Registros de marcação de formas
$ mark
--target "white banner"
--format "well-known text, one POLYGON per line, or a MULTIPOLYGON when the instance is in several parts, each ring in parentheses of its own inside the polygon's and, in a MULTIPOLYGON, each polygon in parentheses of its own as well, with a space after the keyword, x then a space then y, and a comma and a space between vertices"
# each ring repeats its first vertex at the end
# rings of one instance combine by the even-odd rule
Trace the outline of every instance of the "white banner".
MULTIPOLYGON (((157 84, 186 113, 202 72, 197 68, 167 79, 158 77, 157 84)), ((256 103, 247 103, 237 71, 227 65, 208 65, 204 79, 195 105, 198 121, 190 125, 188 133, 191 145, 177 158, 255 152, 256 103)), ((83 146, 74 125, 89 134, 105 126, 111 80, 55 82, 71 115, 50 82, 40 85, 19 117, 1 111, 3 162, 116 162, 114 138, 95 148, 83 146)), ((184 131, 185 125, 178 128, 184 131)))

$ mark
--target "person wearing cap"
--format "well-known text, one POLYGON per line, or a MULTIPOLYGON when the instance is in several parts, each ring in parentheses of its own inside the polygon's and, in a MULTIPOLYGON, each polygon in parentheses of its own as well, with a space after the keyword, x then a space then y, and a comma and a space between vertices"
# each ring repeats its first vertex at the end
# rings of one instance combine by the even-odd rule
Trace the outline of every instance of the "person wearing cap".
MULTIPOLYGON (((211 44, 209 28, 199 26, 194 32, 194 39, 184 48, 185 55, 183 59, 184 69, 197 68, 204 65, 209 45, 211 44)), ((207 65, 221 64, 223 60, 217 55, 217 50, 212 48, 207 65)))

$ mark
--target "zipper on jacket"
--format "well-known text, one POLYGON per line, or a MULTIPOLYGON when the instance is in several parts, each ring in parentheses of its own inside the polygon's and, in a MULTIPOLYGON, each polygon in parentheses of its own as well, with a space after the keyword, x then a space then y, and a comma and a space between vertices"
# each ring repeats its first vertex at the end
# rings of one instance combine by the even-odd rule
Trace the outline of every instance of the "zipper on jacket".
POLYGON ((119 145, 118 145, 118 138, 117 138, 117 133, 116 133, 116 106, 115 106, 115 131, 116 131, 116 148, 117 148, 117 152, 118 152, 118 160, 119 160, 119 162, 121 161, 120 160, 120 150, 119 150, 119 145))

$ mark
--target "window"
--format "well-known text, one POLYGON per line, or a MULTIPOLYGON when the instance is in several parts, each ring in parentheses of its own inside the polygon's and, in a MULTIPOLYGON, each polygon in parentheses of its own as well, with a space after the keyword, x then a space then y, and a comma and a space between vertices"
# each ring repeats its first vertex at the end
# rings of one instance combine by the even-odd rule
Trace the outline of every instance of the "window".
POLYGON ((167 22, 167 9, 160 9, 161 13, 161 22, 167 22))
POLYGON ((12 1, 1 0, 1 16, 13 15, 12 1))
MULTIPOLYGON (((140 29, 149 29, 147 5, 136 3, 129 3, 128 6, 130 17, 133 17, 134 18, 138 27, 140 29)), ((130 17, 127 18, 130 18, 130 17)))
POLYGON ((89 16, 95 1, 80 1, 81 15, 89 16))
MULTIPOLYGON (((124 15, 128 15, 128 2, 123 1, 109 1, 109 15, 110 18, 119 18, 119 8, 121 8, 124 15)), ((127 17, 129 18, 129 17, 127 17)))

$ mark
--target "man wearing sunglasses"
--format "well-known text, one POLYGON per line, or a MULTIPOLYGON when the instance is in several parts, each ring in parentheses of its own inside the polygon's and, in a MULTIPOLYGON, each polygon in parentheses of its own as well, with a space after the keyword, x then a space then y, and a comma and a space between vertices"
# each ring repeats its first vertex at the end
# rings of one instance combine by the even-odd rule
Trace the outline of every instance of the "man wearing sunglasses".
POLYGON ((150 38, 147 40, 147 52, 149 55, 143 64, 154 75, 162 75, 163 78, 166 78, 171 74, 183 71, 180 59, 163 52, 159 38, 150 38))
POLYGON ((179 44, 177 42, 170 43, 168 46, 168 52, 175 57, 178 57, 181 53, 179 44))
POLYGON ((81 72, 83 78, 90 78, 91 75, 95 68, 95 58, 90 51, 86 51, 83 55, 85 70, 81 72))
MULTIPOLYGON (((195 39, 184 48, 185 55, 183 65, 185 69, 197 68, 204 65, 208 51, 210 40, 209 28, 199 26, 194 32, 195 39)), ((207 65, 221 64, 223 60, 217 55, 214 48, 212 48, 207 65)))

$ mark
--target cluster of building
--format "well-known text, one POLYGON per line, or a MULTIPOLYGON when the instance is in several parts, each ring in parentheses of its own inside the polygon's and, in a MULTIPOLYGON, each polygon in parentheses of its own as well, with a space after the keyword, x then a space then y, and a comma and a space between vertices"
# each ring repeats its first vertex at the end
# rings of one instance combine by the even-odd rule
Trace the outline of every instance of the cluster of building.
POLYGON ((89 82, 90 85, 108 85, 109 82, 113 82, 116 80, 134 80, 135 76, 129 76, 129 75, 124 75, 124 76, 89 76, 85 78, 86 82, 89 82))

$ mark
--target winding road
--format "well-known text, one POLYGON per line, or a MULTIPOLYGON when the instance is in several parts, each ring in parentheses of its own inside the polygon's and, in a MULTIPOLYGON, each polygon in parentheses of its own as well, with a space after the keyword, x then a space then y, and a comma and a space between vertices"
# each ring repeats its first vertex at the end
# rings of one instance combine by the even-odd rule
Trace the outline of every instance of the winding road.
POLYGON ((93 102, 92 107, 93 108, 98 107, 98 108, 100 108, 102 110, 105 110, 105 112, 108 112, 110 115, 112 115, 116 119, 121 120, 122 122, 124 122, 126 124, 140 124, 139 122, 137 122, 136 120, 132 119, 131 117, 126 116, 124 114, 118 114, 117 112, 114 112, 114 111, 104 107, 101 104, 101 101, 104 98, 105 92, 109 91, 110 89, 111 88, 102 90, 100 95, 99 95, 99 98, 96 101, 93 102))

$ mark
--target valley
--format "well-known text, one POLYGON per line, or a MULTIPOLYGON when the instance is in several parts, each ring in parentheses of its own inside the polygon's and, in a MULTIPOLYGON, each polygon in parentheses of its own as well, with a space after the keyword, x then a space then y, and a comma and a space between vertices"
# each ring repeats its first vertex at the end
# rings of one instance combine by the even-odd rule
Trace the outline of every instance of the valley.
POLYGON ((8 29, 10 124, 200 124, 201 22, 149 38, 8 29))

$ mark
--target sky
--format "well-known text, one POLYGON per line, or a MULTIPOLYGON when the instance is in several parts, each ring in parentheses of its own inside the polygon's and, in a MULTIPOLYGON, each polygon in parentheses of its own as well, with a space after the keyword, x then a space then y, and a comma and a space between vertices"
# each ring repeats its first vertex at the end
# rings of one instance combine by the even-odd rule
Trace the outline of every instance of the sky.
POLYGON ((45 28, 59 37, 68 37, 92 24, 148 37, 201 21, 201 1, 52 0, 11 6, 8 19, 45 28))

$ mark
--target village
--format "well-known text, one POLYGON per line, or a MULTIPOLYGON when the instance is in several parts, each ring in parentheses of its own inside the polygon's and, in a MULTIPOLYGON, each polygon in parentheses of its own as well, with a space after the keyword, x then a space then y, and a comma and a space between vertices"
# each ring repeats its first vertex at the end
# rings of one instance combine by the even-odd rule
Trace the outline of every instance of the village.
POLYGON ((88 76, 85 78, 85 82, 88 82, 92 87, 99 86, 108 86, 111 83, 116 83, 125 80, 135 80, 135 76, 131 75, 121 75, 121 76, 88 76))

● **O que fazer**:
Transforme todas as linhas acima em um CSV de duas colunas, tarefa e resposta, com uma linha do CSV para cada tarefa. Coloque cada tarefa e sua resposta num campo próprio entre aspas e troque as quebras de linha por espaços.

● **Resposta**:
tarefa,resposta
"$ mark --target ""white banner"" --format ""well-known text, one POLYGON per line, or a MULTIPOLYGON when the instance is in several parts, each ring in parentheses of its own inside the polygon's and, in a MULTIPOLYGON, each polygon in parentheses of its own as well, with a space after the keyword, x then a space then y, and a comma and a space between vertices"" # each ring repeats its first vertex at the end # rings of one instance combine by the even-odd rule Trace the outline of every instance of the ""white banner"".","MULTIPOLYGON (((157 84, 186 113, 202 72, 197 68, 167 79, 158 77, 157 84)), ((256 103, 247 103, 237 71, 227 65, 208 65, 204 79, 195 105, 198 121, 190 125, 188 133, 191 145, 177 158, 255 152, 256 103)), ((83 146, 74 125, 89 134, 105 126, 111 80, 55 82, 71 115, 50 82, 40 85, 19 117, 1 111, 3 162, 116 162, 114 138, 95 148, 83 146)), ((184 131, 185 125, 178 128, 184 131)))"
"$ mark --target ""person wearing cap"" --format ""well-known text, one POLYGON per line, or a MULTIPOLYGON when the instance is in several parts, each ring in parentheses of its own inside the polygon's and, in a MULTIPOLYGON, each polygon in parentheses of its own as well, with a space after the keyword, x then a space then y, and a comma and a space between vertices"" # each ring repeats its first vertex at the end # rings of one instance combine by the even-odd rule Trace the outline of every instance of the ""person wearing cap"".","MULTIPOLYGON (((211 44, 209 28, 199 26, 194 32, 194 39, 184 48, 185 55, 183 59, 184 69, 197 68, 204 65, 209 45, 211 44)), ((207 65, 221 64, 223 60, 217 55, 217 50, 212 48, 207 65)))"
"$ mark --target ""zipper on jacket"" --format ""well-known text, one POLYGON per line, or a MULTIPOLYGON when the instance is in several parts, each ring in parentheses of its own inside the polygon's and, in a MULTIPOLYGON, each polygon in parentheses of its own as well, with a space after the keyword, x then a space then y, and a comma and a space between vertices"" # each ring repeats its first vertex at the end # rings of one instance combine by the even-odd rule Trace the outline of every instance of the ""zipper on jacket"".","POLYGON ((119 145, 118 145, 118 138, 117 138, 117 133, 116 133, 116 106, 115 106, 115 131, 116 131, 116 148, 117 148, 117 152, 118 152, 118 160, 119 160, 119 162, 121 161, 120 160, 120 150, 119 150, 119 145))"
"$ mark --target ""window"" --format ""well-known text, one POLYGON per line, or a MULTIPOLYGON when the instance is in several parts, each ring in parentheses of its own inside the polygon's and, in a MULTIPOLYGON, each polygon in parentheses of its own as well, with a space after the keyword, x then a space then y, and a comma and a space between vertices"" # each ring repeats its first vertex at the end # rings of one instance combine by the even-odd rule Trace the outline of every instance of the ""window"".","POLYGON ((167 22, 167 9, 160 9, 161 13, 161 22, 167 22)) POLYGON ((12 1, 1 0, 1 16, 13 15, 12 1)) MULTIPOLYGON (((140 29, 149 29, 147 5, 136 3, 129 3, 128 6, 130 17, 133 17, 134 18, 138 27, 140 29)), ((130 17, 127 18, 130 18, 130 17))) POLYGON ((89 16, 95 1, 80 1, 81 15, 89 16)) MULTIPOLYGON (((124 15, 128 15, 128 2, 123 1, 109 1, 109 15, 110 18, 119 18, 119 8, 121 8, 124 15)), ((127 17, 129 18, 129 17, 127 17)))"
"$ mark --target ""man wearing sunglasses"" --format ""well-known text, one POLYGON per line, or a MULTIPOLYGON when the instance is in several parts, each ring in parentheses of its own inside the polygon's and, in a MULTIPOLYGON, each polygon in parentheses of its own as well, with a space after the keyword, x then a space then y, and a comma and a space between vertices"" # each ring repeats its first vertex at the end # rings of one instance combine by the even-odd rule Trace the outline of every instance of the ""man wearing sunglasses"".","POLYGON ((150 38, 147 40, 147 52, 149 55, 143 64, 154 75, 162 75, 163 78, 166 78, 171 74, 183 71, 180 59, 163 52, 159 38, 150 38)) POLYGON ((179 44, 177 42, 170 43, 168 46, 168 52, 175 57, 178 57, 181 53, 179 44)) POLYGON ((81 72, 83 78, 90 78, 91 75, 95 68, 95 58, 90 51, 86 51, 83 55, 85 70, 81 72)) MULTIPOLYGON (((195 39, 184 48, 185 55, 183 65, 185 69, 197 68, 204 65, 208 51, 210 40, 209 28, 199 26, 194 32, 195 39)), ((207 65, 221 64, 223 60, 217 55, 214 48, 212 48, 207 65)))"
"$ mark --target cluster of building --format ""well-known text, one POLYGON per line, or a MULTIPOLYGON when the instance is in several parts, each ring in parentheses of its own inside the polygon's and, in a MULTIPOLYGON, each polygon in parentheses of its own as well, with a space after the keyword, x then a space then y, and a comma and a space between vertices"" # each ring repeats its first vertex at the end # rings of one instance combine by the even-odd rule Trace the outline of every instance of the cluster of building.","POLYGON ((89 82, 90 85, 108 85, 109 82, 113 82, 116 80, 134 80, 135 76, 129 76, 129 75, 124 75, 124 76, 89 76, 85 78, 86 82, 89 82))"
"$ mark --target winding road --format ""well-known text, one POLYGON per line, or a MULTIPOLYGON when the instance is in several parts, each ring in parentheses of its own inside the polygon's and, in a MULTIPOLYGON, each polygon in parentheses of its own as well, with a space after the keyword, x then a space then y, and a comma and a space between vertices"" # each ring repeats its first vertex at the end # rings of one instance combine by the even-odd rule Trace the outline of every instance of the winding road.","POLYGON ((93 102, 92 107, 93 108, 98 107, 98 108, 100 108, 102 110, 105 110, 105 112, 108 112, 110 115, 112 115, 116 119, 121 120, 122 122, 124 122, 126 124, 140 124, 139 122, 137 122, 136 120, 132 119, 131 117, 126 116, 124 114, 118 114, 117 112, 114 112, 114 111, 104 107, 101 104, 101 101, 104 98, 105 92, 109 91, 110 89, 111 88, 102 90, 100 95, 99 95, 99 98, 96 101, 93 102))"
"$ mark --target valley --format ""well-known text, one POLYGON per line, or a MULTIPOLYGON when the instance is in several parts, each ring in parentheses of its own inside the polygon's and, in a MULTIPOLYGON, each polygon in parentheses of its own as well, with a space after the keyword, x then a space then y, and a comma and a space between vertices"" # each ring repeats its first vertex at the end # rings of one instance combine by the even-odd rule Trace the outline of every instance of the valley.","POLYGON ((8 29, 10 124, 200 124, 201 22, 149 38, 8 29))"
"$ mark --target sky --format ""well-known text, one POLYGON per line, or a MULTIPOLYGON when the instance is in several parts, each ring in parentheses of its own inside the polygon's and, in a MULTIPOLYGON, each polygon in parentheses of its own as well, with a space after the keyword, x then a space then y, and a comma and a space between vertices"" # each ring repeats its first vertex at the end # rings of one instance combine by the even-odd rule Trace the outline of every instance of the sky.","POLYGON ((45 28, 59 37, 68 37, 92 24, 148 37, 201 21, 201 1, 52 0, 11 6, 8 19, 45 28))"
"$ mark --target village --format ""well-known text, one POLYGON per line, or a MULTIPOLYGON when the instance is in several parts, each ring in parentheses of its own inside the polygon's and, in a MULTIPOLYGON, each polygon in parentheses of its own as well, with a space after the keyword, x then a space then y, and a comma and a space between vertices"" # each ring repeats its first vertex at the end # rings of one instance combine by the even-odd rule Trace the outline of every instance of the village.","POLYGON ((88 76, 85 78, 85 82, 88 82, 92 87, 99 86, 108 86, 111 83, 116 83, 125 80, 135 80, 135 76, 131 75, 121 75, 121 76, 88 76))"